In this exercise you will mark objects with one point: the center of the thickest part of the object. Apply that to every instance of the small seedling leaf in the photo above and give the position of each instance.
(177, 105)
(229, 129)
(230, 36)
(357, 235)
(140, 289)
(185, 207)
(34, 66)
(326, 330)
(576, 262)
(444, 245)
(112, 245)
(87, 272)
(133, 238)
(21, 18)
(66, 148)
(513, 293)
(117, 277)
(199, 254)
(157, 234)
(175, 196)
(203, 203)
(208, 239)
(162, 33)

_GOAL_
Print again each line of the listing above, exactly as it appears.

_ANSWER FOR THIS EXERCISE_
In this exercise you will mark objects with one point: the center of the thickest part of the object. Apply that to every instance of the small seedling leaf in the photo above and give the position of each instance.
(177, 105)
(229, 129)
(230, 36)
(357, 235)
(140, 289)
(185, 207)
(34, 66)
(326, 330)
(576, 262)
(444, 245)
(112, 245)
(87, 272)
(133, 238)
(21, 18)
(66, 148)
(513, 293)
(117, 277)
(199, 254)
(157, 234)
(175, 196)
(203, 203)
(208, 239)
(162, 33)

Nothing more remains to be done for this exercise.